• _Consigne_
Renvoyez toutes les lignes des enregistrements ci-dessous où figure le mot « windshield ».

• _Données fournies_
*****
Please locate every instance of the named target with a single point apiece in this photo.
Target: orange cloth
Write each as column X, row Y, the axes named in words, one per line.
*****
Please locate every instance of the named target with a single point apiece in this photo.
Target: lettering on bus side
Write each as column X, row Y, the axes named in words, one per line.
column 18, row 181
*****
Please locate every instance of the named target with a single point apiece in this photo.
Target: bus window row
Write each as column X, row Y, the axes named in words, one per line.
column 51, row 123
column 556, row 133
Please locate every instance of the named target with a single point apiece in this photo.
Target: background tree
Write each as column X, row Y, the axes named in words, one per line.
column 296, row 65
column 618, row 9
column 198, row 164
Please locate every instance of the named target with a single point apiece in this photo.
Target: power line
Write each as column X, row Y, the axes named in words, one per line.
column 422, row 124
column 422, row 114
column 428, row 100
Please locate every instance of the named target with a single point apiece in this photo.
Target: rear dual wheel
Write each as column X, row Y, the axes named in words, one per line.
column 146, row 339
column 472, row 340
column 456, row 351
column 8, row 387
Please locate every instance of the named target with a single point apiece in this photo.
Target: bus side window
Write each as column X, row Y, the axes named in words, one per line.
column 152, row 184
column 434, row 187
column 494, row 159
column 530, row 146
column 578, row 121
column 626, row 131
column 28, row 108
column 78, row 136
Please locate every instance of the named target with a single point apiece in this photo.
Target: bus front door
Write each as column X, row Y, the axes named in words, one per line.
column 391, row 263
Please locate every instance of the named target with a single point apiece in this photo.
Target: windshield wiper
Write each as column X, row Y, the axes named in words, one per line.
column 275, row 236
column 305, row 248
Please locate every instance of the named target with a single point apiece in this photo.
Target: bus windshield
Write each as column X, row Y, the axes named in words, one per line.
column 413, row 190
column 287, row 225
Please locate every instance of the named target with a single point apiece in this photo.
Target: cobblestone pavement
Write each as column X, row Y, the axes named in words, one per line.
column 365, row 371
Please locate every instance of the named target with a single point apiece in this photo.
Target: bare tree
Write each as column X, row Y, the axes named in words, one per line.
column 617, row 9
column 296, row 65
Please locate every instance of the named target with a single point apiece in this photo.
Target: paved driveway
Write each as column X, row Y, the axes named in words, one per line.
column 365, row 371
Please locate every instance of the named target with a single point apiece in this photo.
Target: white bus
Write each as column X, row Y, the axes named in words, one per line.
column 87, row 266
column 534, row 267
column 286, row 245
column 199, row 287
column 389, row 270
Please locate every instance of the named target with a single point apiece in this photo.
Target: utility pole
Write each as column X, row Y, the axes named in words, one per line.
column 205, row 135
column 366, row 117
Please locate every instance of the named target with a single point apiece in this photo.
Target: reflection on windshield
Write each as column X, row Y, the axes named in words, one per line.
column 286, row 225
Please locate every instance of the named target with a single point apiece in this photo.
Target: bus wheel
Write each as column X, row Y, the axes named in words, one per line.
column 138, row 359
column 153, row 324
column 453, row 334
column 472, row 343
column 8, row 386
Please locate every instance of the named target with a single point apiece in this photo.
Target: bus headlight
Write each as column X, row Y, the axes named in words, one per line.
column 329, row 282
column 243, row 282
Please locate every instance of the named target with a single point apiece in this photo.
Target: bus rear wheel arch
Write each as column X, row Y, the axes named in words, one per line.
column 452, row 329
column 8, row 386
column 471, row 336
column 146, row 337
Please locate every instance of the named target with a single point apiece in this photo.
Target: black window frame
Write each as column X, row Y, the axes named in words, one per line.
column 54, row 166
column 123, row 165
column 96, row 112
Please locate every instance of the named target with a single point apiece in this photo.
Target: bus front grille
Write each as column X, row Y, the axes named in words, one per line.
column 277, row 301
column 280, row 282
*****
• _Réponse attendue_
Target: windshield wiper
Target: bus windshield
Target: reflection on windshield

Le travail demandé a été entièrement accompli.